TEXT PASSAGE
___

Mary Ward acquired a horse-drawn ambulance to transport the children between home and school and persuaded the London School Board to provide equipment and a qualified teacher (Janet Penrose Trevelyan, The Life of Mrs Humphry Ward, 1923)

Evening Play Centres were inaugurated in the local schools, Manchester Street School and Prospect Terrace Board School, in the poorer Bloomsbury districts to the east of Tavistock Place, including the slum area around Derry Street, between Gray’s Inn Road and Sidmouth Street, where families, many of them Irish, lived in single rooms in multi-occupied tenements (C. Carwen, ‘The Derry Street Play Centre’, In Memoriam: Mrs Humphry Ward and the Passmore Edwards Settlement, 1921, LMA 4524/N/01/002; Janet Penrose Trevelyan, Evening Play Centres for Children: The Story of their Origin and Growth, 1920)

After reading an account of American Vacation Schools in Harper’s Magazine in June 1902, Mary Ward opened her own Vacation School, the first in the UK, in Tavistock Place at the end of July 1902, attracting 500–600 children a day (Speeches regarding the Passmore Edwards Settlement 1898–1906: LMA 4524/M/02/010)

The London School of Ethics and Social Philosophy was also based in the Settlement in the 1890s

The Passmore Edwards Settlement, managed with energy by Mary Ward until her death in March 1920, was renamed the Mary Ward Settlement in 1921

Its name was changed to the Mary Ward Centre in 1970

It continues to offer classes in a wide range of subjects, academic and practical, to local residents and others, as well as providing legal advice and acting as a hub for local social activities and events

It still has an avowed mission to provide educational opportunities to “who have been traditionally excluded from mainstream education, and who may have a negative experience of formal education”

___

SET EXERCISE A
In the text about the Mary Ward Settlement, where and when did Mary Ward open her Vacation School?
SET EXERCISE B
How many lines in the rows below contain the string "each"? Case counts; reply with the number alone.

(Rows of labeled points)
___

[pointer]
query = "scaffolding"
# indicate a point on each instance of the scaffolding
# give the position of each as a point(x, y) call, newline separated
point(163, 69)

___

COMPLETE RESPONSE A
In Tavistock Place, at the end of July 1902.

COMPLETE RESPONSE B
2